Entries shown
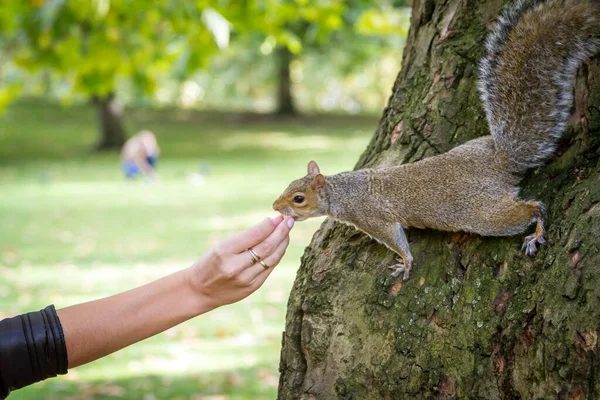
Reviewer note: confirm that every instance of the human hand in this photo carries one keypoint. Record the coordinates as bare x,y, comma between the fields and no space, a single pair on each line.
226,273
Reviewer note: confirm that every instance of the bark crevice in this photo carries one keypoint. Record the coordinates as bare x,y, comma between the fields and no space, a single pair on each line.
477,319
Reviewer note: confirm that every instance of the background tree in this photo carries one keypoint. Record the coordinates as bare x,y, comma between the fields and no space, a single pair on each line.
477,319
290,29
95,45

...

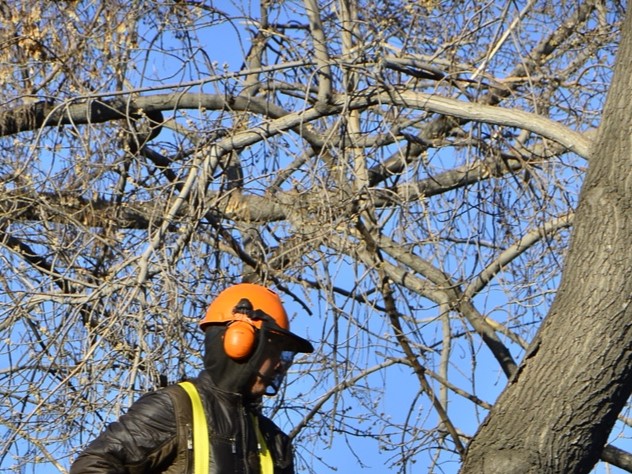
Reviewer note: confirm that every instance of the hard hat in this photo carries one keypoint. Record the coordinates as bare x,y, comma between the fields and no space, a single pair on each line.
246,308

...

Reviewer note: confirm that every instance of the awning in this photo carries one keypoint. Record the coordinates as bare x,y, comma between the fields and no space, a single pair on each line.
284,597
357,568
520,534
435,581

Requirements
From the rows above, pull out each line that contains the string "human", matching case exactly.

Result of the exercise
Reviewer note: confirm that every instance of the human hand in this photo carries one keypoint. Record the coordinates as bare x,y, comma between the fields and no space, a single pair on each line.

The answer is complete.